--- START OF TEXT PROVIDED ---

Topic: Iraq
Tipping Point: Something Becomes News?
Over the last two weeks in these pages there has been a bit of discussion of how the government we established in Iraq, to replace the one dangerous one we removed, has been aligning itself with the government next door, Iran - cross-training troops, the new Iraqi PM laying the wreath at the grave of Ayatollah Khomeini on a visit to Tehran and all that. (See One Man's News Is Another Man's Tedium from July 17, 2005 and Non-Stories from last week.)
As you recall, the original Axis of Evil was Iraq, North Korea and Iran. The obvious question that came to mind was did we fight this war to install a government in Iraq that will join up with Iran in all sorts of military agreements? We created, possibly, a new client state of the worst-of-the worst, Iran? It seemed curious that that the government we brought into existence - to replace that of the former guy now in jail and awaiting trial - is aligning itself with Iran, who we have been told since the days just after 9/11 is just as bad (same axis) - and this was not all over the news.
Even more curious is the Sunni government of Saddam Hussein was quite secular, until some opportunistic Koran-thumping in the last weeks before the war. Iraq had one of the most progressive sets of laws protecting women's rights, they fought a long and costly war with the Shiite theocracy of Iran, and al Qaeda denounced Saddam as an enemy for his refusal to join the religious fanatics. They saw him as corrupt and worldly.
But now the Shiite fundamentalists have the power, the Sunni Baathist folks are out of luck, and the guys running this new fun house, like their Shiite counterparts next door in Iran, take their religion very seriously. Iran and the new Iraq have a lot in common.
But all this wasn't yet news, per se. It was quite startling, and made the whole war seem a tad pointless in a deeply ironic way - but to make it "news" there needed to be a tipping point.
That happened this week.
Wednesday, July 27, the Los Angeles Times, among others, reported on the draft of the new Iraqi constitution now in circulation (they're supposed to have it complete by August 15).
As the Times reports, it seems there are a few issues -
Did Iran win this war? We won't get a unified county, women's rights will take a bit hit, and we get strict theocracy?… the provisions on Islam and on the powers of the newly created federal regions are potentially divisive within Iraq. The powers of the regions are a concern for U.S. officials, as are the diminished rights of women.
The draft text states that "Islam is the official religion of the state. It is the basic source for legislation. It is forbidden to pass a law that contradicts its fixed rulings." That language is considerably stronger than the model set down by U.S. authorities before the hand-over of sovereignty last year, which stated that Islam would be "a source" for legislation.
As for what it all means, Alex over at Martini Republic ("Lead, follow, or have a drink") sums it up this way:
What's the line? "Rats! Foiled again!"The Chalabian fantasy of a pluralistic, Western-style democracy which the fools and dupes at PNAC who infest the Bush administration bought hook, line and sinker, continues to swirl down the toilet. The reality - a fundamentalist-Islamic regime in Iraq - continues to emerge as details of its new draft constitution comes to light.

--- END OF TEXT PROVIDED ---

List every country the piece on Iraq names as part of the original Axis of Evil.

--- START OF PROVIDED DATA ---

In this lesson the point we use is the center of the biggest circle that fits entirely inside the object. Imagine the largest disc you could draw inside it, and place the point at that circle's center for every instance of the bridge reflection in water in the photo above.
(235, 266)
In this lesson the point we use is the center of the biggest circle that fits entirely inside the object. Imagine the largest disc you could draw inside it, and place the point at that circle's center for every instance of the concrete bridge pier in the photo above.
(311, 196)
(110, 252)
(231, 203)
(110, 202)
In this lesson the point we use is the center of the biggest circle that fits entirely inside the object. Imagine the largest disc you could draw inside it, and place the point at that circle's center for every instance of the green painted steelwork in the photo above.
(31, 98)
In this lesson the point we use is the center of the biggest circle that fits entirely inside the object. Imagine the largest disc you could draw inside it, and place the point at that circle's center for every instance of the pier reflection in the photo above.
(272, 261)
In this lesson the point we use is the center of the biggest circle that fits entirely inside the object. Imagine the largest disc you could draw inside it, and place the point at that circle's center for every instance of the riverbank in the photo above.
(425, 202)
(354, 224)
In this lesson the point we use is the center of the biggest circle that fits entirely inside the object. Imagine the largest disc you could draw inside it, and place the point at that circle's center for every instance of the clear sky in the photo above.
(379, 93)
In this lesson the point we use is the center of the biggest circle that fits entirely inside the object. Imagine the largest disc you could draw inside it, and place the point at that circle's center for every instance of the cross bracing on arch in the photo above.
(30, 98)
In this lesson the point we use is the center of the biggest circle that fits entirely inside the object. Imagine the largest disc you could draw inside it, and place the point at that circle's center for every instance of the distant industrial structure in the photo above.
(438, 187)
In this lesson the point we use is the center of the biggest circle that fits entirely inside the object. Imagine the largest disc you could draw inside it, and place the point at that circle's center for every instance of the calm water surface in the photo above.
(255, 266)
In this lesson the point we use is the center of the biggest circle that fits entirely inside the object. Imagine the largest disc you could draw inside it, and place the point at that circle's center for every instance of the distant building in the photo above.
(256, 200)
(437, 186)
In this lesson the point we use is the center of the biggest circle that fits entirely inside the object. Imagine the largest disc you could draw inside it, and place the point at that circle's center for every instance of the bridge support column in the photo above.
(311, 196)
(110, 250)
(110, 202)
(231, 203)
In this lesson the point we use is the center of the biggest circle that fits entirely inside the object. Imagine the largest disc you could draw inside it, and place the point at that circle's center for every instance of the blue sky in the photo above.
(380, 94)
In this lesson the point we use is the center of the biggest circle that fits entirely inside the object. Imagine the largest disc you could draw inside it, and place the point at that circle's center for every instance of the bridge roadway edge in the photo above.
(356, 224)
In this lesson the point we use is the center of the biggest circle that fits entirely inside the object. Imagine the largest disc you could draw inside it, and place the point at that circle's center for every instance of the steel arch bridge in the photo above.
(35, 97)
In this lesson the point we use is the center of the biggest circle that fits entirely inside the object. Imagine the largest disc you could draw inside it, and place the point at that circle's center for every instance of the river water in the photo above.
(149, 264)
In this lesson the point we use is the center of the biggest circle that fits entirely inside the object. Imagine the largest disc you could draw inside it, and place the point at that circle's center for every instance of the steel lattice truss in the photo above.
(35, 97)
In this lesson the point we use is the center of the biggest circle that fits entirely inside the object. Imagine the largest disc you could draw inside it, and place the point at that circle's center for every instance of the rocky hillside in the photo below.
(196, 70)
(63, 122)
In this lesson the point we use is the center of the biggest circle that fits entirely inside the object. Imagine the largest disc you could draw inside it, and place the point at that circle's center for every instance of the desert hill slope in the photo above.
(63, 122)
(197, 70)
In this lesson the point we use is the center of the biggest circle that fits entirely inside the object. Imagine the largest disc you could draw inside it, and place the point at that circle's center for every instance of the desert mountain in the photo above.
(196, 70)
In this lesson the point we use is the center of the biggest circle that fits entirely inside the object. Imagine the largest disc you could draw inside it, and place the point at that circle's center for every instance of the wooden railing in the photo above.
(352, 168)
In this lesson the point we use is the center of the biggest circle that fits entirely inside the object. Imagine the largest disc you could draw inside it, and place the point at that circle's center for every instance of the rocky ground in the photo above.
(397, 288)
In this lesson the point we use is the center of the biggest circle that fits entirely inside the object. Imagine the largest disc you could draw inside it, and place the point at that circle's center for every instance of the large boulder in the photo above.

--- END OF PROVIDED DATA ---

» **THE COMPLETED TASK**:
Iraq, North Korea, Iran